### THE RECORDS:

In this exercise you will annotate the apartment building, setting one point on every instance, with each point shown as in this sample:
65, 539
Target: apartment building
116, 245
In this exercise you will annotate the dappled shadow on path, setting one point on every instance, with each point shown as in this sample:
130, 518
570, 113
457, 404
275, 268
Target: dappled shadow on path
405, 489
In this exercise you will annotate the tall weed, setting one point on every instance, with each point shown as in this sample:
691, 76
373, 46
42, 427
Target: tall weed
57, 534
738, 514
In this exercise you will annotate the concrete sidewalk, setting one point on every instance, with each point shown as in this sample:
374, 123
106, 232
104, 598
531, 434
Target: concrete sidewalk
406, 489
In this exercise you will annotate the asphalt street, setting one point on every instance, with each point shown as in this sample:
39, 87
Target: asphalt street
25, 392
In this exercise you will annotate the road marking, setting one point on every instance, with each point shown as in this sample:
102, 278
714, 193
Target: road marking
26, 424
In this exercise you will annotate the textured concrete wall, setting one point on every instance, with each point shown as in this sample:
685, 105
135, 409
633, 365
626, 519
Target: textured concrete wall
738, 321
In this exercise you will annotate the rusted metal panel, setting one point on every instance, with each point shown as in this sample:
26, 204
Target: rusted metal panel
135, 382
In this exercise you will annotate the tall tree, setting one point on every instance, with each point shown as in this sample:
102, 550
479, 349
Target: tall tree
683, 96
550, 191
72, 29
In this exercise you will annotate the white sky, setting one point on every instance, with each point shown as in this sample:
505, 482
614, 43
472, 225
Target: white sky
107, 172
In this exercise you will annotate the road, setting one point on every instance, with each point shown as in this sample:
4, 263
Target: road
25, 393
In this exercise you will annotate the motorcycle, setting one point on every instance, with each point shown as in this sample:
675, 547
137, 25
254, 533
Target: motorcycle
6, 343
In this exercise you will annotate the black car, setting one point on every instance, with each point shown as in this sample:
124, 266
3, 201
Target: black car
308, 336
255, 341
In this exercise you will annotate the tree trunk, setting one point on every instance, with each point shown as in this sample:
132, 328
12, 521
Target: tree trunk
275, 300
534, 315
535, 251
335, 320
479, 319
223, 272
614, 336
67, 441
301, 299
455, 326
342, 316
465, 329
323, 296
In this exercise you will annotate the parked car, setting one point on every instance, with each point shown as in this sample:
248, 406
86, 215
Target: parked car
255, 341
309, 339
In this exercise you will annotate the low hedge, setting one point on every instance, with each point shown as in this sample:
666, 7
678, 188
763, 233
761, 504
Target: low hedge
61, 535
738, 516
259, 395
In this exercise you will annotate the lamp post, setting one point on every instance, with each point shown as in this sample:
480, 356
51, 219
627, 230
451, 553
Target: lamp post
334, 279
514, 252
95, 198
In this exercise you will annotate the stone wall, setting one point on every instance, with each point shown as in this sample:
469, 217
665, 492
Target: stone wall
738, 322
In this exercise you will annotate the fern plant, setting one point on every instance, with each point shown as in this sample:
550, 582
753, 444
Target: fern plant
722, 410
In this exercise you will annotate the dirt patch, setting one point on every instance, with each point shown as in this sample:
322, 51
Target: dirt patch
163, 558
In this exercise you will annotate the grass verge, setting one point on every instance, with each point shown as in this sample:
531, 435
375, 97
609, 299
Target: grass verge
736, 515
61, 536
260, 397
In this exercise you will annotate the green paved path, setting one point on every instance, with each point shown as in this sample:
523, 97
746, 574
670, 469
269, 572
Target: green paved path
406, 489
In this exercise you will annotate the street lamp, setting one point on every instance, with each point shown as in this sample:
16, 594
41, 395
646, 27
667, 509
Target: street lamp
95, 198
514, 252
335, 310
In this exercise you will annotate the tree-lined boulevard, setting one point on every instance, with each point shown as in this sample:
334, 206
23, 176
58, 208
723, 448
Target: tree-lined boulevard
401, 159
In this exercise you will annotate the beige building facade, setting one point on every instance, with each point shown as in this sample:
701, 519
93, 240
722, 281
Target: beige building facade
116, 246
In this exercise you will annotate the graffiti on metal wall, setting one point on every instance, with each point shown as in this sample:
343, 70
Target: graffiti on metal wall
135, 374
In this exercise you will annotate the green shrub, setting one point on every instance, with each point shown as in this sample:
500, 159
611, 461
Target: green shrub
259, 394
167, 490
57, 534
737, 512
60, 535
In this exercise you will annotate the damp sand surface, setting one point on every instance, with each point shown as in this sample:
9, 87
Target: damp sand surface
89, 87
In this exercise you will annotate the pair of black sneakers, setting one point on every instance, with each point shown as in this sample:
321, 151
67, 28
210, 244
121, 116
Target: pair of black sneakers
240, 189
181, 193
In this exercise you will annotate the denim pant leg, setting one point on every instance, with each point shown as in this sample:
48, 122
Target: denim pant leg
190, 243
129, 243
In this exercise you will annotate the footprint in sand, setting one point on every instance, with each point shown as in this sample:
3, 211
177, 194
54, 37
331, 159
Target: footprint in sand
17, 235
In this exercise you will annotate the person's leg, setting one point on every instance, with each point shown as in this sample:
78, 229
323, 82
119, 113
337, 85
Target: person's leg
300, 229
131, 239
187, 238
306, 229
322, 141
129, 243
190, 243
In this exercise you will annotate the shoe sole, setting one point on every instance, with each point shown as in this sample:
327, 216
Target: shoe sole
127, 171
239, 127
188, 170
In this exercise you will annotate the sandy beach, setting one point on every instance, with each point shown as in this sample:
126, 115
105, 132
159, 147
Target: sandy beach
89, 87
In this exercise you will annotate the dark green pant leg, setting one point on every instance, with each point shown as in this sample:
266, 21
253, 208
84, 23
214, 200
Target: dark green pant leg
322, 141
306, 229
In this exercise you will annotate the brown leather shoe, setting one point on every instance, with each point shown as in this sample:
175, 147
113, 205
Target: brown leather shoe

### EXERCISE DETAILS:
Transcribe every record above so that nothing differs from the original.

### RESULT OF THE EXERCISE:
In this exercise you will annotate the apartment building, setting one point on every instance, with each point shown as in this sample:
65, 539
Target: apartment building
116, 245
In this exercise you will annotate the dappled shadow on path, setting one point on every instance, with each point shown as in this sample:
130, 518
570, 113
457, 404
275, 268
Target: dappled shadow on path
405, 489
In this exercise you will annotate the tall weed, setting one point on every instance, with each point shown as in this sample:
691, 76
373, 46
42, 427
Target: tall weed
57, 534
738, 514
In this exercise you will annotate the concrete sidewalk, setting one point on every instance, with each point shown as in this sample:
374, 123
106, 232
104, 598
531, 434
Target: concrete sidewalk
406, 489
In this exercise you will annotate the asphalt street, setting one point on every instance, with each point shown as in this sample:
39, 87
Target: asphalt street
25, 392
In this exercise you will annotate the road marking, setting one point on every instance, with each point shown as in this sample:
102, 278
714, 193
Target: road marking
26, 424
In this exercise you will annotate the textured concrete wall, setting one point on every instance, with each point shown as in this sample:
685, 105
135, 409
633, 365
626, 519
Target: textured concrete wall
738, 321
In this exercise you will annotate the rusted metal panel, setting one point on every instance, with each point shown as in this sample:
26, 204
Target: rusted metal panel
135, 382
In this exercise you will annotate the tall tree, setting one point on every instance, with each point shown as in this sample:
102, 550
479, 349
Target: tall tree
683, 96
550, 191
72, 29
In this exercise you will annotate the white sky, setting one point on every instance, with each point shown as in this sample:
505, 482
614, 43
472, 225
Target: white sky
107, 172
In this exercise you will annotate the road, setting one point on every instance, with each point shown as in this sample:
4, 263
Target: road
25, 393
In this exercise you will annotate the motorcycle, setting one point on every instance, with each point shown as in this sample:
675, 547
137, 25
254, 533
Target: motorcycle
6, 343
In this exercise you will annotate the black car, setting one point on every instance, with each point shown as in this sample:
124, 266
3, 201
Target: black car
308, 336
255, 341
In this exercise you will annotate the tree trunk, setting one point on every instance, with each point shown as in this sample:
132, 328
12, 521
Target: tree trunk
275, 300
534, 315
535, 251
335, 320
479, 319
223, 272
614, 336
67, 441
301, 299
455, 326
342, 316
465, 329
323, 296
In this exercise you will annotate the parked car, setting one point on every instance, with each point shown as in this sample:
248, 406
86, 215
Target: parked car
255, 341
309, 339
In this exercise you will annotate the low hedge, setting one point on every instance, with each point shown as in this sample:
666, 7
678, 188
763, 233
761, 504
Target: low hedge
61, 535
738, 516
259, 395
In this exercise you will annotate the lamp post, setting one point on every instance, with each point shown as in this sample:
480, 356
51, 219
627, 230
451, 553
Target: lamp post
334, 279
514, 252
95, 198
In this exercise you will annotate the stone wall, setting one point on every instance, with each point shown as in this sample:
469, 217
665, 492
Target: stone wall
738, 322
In this exercise you will annotate the fern plant, setting one point on every instance, with each point shown as in this sample:
550, 582
753, 444
Target: fern plant
722, 410
In this exercise you will annotate the dirt patch, setting one point on every instance, with each point shown as in this sample:
322, 51
Target: dirt patch
163, 558
In this exercise you will annotate the grass verge, setting one point on every instance, with each point shown as in this sample:
531, 435
375, 97
609, 299
Target: grass verge
736, 515
61, 536
260, 397
In this exercise you will annotate the green paved path, setting one point on every instance, with each point shown as in this sample:
523, 97
746, 574
670, 469
269, 572
Target: green paved path
406, 489
In this exercise you will annotate the street lamp, setting one point on every instance, with each point shown as in this sample:
16, 594
41, 395
646, 27
667, 509
Target: street lamp
95, 198
514, 252
335, 310
In this exercise you will annotate the tree-lined boulevard, setting one point on every instance, with each point shown as in this sample:
334, 206
23, 176
58, 208
723, 448
Target: tree-lined boulevard
401, 159
In this exercise you will annotate the beige building facade, setting one point on every instance, with each point shown as in this sample:
701, 519
93, 240
722, 281
Target: beige building facade
116, 246
In this exercise you will annotate the graffiti on metal wall, setting one point on every instance, with each point shown as in this sample:
343, 70
Target: graffiti on metal wall
135, 374
In this exercise you will annotate the green shrub, setting one point on every instance, with each point shown as in this sample:
500, 159
611, 461
Target: green shrub
259, 394
167, 490
57, 534
737, 512
60, 535
In this exercise you will annotate the damp sand surface, setting one point on every instance, with each point shown as in this sample:
9, 87
Target: damp sand surface
89, 87
In this exercise you will annotate the pair of black sneakers, setting one point on every instance, with each point shown as in this sample:
321, 151
67, 28
210, 244
121, 116
Target: pair of black sneakers
240, 189
181, 193
In this exercise you will annotate the denim pant leg, setting one point on every instance, with each point shown as in this sample:
48, 122
Target: denim pant leg
190, 243
129, 243
In this exercise you will annotate the footprint in sand, setting one point on every instance, with each point shown as in this sample:
3, 211
177, 194
54, 37
331, 159
Target: footprint in sand
17, 235
In this exercise you will annotate the person's leg, setting one point on every instance, with each point shown as in this sample:
78, 229
323, 82
119, 113
337, 85
Target: person's leg
300, 229
131, 239
187, 238
306, 229
322, 141
129, 243
190, 243
In this exercise you will annotate the shoe sole, setting one point on every instance, with each point shown as in this sample:
327, 216
Target: shoe sole
127, 171
239, 127
188, 170
In this exercise you will annotate the sandy beach, setting one point on every instance, with each point shown as in this sample:
126, 115
105, 132
159, 147
Target: sandy beach
89, 87
In this exercise you will annotate the dark green pant leg, setting one point on every instance, with each point shown as in this sample:
266, 21
253, 208
84, 23
214, 200
Target: dark green pant leg
322, 141
306, 229
In this exercise you will annotate the brown leather shoe, setting one point on every instance, with each point shown as in this sample:
175, 147
113, 205
Target: brown leather shoe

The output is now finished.